Saved entries:
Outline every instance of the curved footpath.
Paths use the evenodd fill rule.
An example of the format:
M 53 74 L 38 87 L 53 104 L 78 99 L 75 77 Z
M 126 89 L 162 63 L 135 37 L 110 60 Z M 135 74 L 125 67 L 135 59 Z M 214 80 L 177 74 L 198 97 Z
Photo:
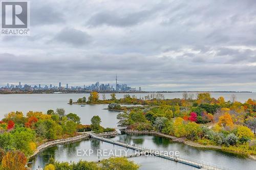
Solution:
M 90 135 L 88 133 L 90 132 L 81 132 L 78 133 L 78 134 L 81 134 L 80 135 L 78 135 L 73 137 L 70 137 L 66 139 L 57 139 L 55 140 L 50 141 L 42 144 L 36 148 L 36 150 L 34 152 L 34 153 L 32 155 L 30 156 L 30 157 L 32 157 L 35 155 L 36 155 L 41 150 L 50 147 L 52 147 L 55 145 L 67 143 L 70 142 L 74 142 L 78 140 L 81 140 L 82 139 L 90 138 Z M 113 137 L 118 134 L 117 131 L 111 132 L 105 132 L 102 133 L 100 133 L 99 134 L 100 136 L 108 136 L 108 137 Z
M 136 131 L 136 130 L 127 130 L 127 129 L 120 129 L 121 132 L 124 132 L 125 133 L 127 133 L 127 134 L 148 134 L 148 135 L 157 135 L 161 137 L 163 137 L 165 138 L 167 138 L 169 139 L 172 139 L 174 141 L 177 141 L 177 142 L 180 142 L 183 143 L 184 144 L 187 144 L 189 146 L 193 147 L 197 147 L 197 148 L 208 148 L 208 149 L 218 149 L 218 150 L 221 150 L 225 152 L 230 152 L 226 151 L 223 151 L 222 150 L 222 149 L 221 148 L 221 147 L 219 146 L 215 146 L 215 145 L 204 145 L 203 144 L 201 144 L 198 143 L 194 142 L 192 141 L 186 141 L 185 139 L 186 139 L 185 137 L 182 137 L 182 138 L 177 138 L 175 136 L 170 136 L 170 135 L 166 135 L 165 134 L 160 133 L 155 131 Z M 239 154 L 239 153 L 238 153 Z M 251 159 L 252 159 L 254 160 L 256 160 L 256 156 L 254 155 L 248 155 L 249 157 Z
M 82 135 L 73 137 L 70 137 L 66 139 L 57 139 L 47 142 L 37 147 L 36 150 L 35 151 L 35 152 L 34 152 L 34 153 L 30 156 L 30 157 L 34 156 L 35 155 L 37 155 L 40 152 L 40 151 L 48 147 L 52 147 L 59 144 L 75 142 L 78 140 L 86 139 L 87 138 L 90 138 L 89 135 L 87 133 L 84 133 Z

* _WORK TO COMPLETE_
Can you put each line of the records above into a Markdown table with the columns Row and Line, numbering the rows and skipping any blank lines? Leave the pictures out.

* _RESULT BELOW_
| Row | Line |
|---|---|
| 1 | Outline every instance of the curved footpath. |
| 2 | Paths use the evenodd fill rule. |
| 3 | An example of the format: |
| 4 | M 53 74 L 38 87 L 53 104 L 78 99 L 75 77 Z |
| 5 | M 126 89 L 162 63 L 135 37 L 110 60 Z M 135 74 L 125 67 L 135 59 Z M 214 80 L 177 74 L 198 97 Z |
| 6 | Photo: |
| 7 | Solution: |
| 8 | M 90 135 L 88 133 L 90 132 L 81 132 L 78 133 L 78 134 L 81 134 L 80 135 L 78 135 L 73 137 L 70 137 L 66 139 L 57 139 L 55 140 L 50 141 L 42 144 L 36 148 L 36 150 L 34 152 L 34 153 L 32 155 L 30 156 L 30 157 L 32 157 L 35 155 L 36 155 L 41 150 L 50 147 L 52 147 L 55 145 L 67 143 L 70 142 L 74 142 L 78 140 L 81 140 L 82 139 L 90 138 Z M 113 137 L 118 134 L 117 131 L 111 132 L 105 132 L 102 133 L 100 133 L 99 134 L 100 136 L 108 136 L 108 137 Z |
| 9 | M 136 131 L 136 130 L 127 130 L 127 129 L 120 129 L 121 132 L 124 132 L 125 133 L 127 133 L 127 134 L 148 134 L 148 135 L 157 135 L 161 137 L 163 137 L 165 138 L 167 138 L 169 139 L 172 139 L 174 141 L 177 141 L 177 142 L 180 142 L 183 143 L 184 144 L 187 144 L 189 146 L 193 147 L 197 147 L 197 148 L 208 148 L 208 149 L 218 149 L 218 150 L 221 150 L 225 152 L 230 152 L 226 151 L 223 151 L 222 150 L 222 149 L 221 148 L 221 147 L 219 146 L 215 146 L 215 145 L 204 145 L 203 144 L 201 144 L 198 143 L 194 142 L 192 141 L 186 141 L 185 139 L 186 139 L 185 137 L 182 137 L 182 138 L 177 138 L 175 136 L 170 136 L 170 135 L 166 135 L 165 134 L 160 133 L 155 131 Z M 239 154 L 239 153 L 238 153 Z M 251 159 L 252 159 L 254 160 L 256 160 L 256 156 L 254 155 L 248 155 L 249 157 Z |
| 10 | M 82 135 L 73 137 L 70 137 L 66 139 L 57 139 L 47 142 L 37 147 L 36 150 L 35 151 L 35 152 L 34 152 L 34 153 L 30 156 L 30 157 L 34 156 L 35 155 L 37 155 L 40 152 L 40 151 L 48 147 L 52 147 L 59 144 L 75 142 L 78 140 L 86 139 L 87 138 L 90 138 L 89 135 L 87 133 L 84 133 Z |